* **Provided material**:
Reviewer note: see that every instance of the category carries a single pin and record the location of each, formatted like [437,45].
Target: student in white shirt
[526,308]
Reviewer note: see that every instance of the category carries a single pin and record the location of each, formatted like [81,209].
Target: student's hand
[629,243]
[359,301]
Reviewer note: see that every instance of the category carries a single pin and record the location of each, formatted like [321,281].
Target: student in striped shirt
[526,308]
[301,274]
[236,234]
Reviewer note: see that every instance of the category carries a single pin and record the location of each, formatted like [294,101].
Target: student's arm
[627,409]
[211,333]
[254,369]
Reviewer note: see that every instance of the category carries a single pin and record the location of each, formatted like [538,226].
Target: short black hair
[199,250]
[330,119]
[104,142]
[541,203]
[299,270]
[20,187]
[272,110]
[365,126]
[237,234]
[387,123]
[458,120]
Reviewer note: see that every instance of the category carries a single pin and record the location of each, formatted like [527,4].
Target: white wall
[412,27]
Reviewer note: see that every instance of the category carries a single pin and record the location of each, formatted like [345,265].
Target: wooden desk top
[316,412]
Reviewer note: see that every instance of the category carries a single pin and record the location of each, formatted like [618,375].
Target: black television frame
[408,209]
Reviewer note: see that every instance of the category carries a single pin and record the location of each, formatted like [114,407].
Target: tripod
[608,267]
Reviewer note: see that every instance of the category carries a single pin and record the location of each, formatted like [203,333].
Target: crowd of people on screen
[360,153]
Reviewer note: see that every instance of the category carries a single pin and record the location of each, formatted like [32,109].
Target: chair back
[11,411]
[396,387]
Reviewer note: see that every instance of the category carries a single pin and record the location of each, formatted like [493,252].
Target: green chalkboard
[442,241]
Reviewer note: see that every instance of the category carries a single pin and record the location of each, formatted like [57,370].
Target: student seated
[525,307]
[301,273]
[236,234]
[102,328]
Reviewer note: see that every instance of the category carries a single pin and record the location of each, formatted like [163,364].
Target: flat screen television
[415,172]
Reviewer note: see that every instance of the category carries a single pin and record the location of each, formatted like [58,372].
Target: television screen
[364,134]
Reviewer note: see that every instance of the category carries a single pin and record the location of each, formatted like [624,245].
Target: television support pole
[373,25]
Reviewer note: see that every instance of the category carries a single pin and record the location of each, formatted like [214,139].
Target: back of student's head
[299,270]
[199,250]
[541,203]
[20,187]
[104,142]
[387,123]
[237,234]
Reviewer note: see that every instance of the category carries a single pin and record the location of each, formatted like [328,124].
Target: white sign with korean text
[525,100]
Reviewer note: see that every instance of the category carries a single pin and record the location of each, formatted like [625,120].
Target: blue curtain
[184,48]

* **What you will do**:
Retype all the material above precisely, with no line left out.

* **Completed exercise**:
Reviewer note: see that every instance of the category carries a single pin and record the location of each, formatted like [437,45].
Target: student in white shirt
[526,308]
Reviewer note: see that every instance of the category carries a single pin and record the location of each, formatted like [81,209].
Target: student's hand
[629,243]
[359,301]
Reviewer note: see that every instance of the category carries a single pin and record the location of each, formatted like [321,281].
Target: student in striped shirt
[526,308]
[301,274]
[236,234]
Reviewer note: see that every instance of the category carries a single pin and record the location of each, formatted like [294,101].
Target: student's arm
[627,409]
[211,333]
[254,369]
Reviewer note: see that every instance of the category carries a single pin and record the location of each, formatted like [538,226].
Target: short black hair
[199,250]
[330,119]
[104,142]
[541,203]
[299,270]
[20,187]
[272,110]
[365,126]
[237,234]
[387,123]
[458,120]
Reviewer note: see that every instance of the category carries a single pin and record the location of each, formatted like [527,4].
Target: white wall
[412,27]
Reviewer note: see that every instance of the category carries a single pin and record the location of each, formatted like [345,265].
Target: wooden desk top
[316,412]
Reviewer note: see that every instance of the category carries a single pin and record the location of each, formatted like [618,375].
Target: black television frame
[408,209]
Reviewer note: see that every instance of the category carries a single pin and record the location of each, formatted like [114,407].
Target: tripod
[608,267]
Reviewer note: see that every instance of the category carries a single pin and record the location of each, formatted like [203,333].
Target: crowd of people on screen
[360,153]
Reviewer note: see that every instance of the category carries a single pin and record the location of each, formatted like [32,109].
Target: chair back
[11,411]
[396,387]
Reviewer note: see that every instance of the category carries a single pin and record the location of each, formatted like [493,252].
Target: green chalkboard
[442,241]
Reviewer note: see that every instance of the category carries a single pin and record the location of each, formatted like [57,370].
Target: student seated
[525,307]
[301,273]
[236,234]
[102,328]
Reviewer note: see that every instance of the category carries a single pin and record the location of each, formatted like [163,364].
Target: flat screen television
[415,172]
Reviewer note: see that every instance of the category carries a single pin and record the location of each, formatted like [58,372].
Target: television screen
[364,134]
Reviewer note: see that every instance of the category carries a single pin and record the location of each, formatted like [624,245].
Target: television support pole
[373,25]
Reviewer note: see that every instance of the category carries a single pin and record the location of each, formatted like [214,139].
Target: back of student's head
[299,270]
[199,250]
[541,203]
[20,187]
[104,142]
[387,123]
[237,234]
Reviewer note: see that every instance of the category carries a single pin and record the location of each, formatted like [328,124].
Target: white sign with korean text
[525,100]
Reviewer note: see that every instance of the category carries a single pin and record the location of each, formatted like [625,120].
Target: blue curtain
[184,48]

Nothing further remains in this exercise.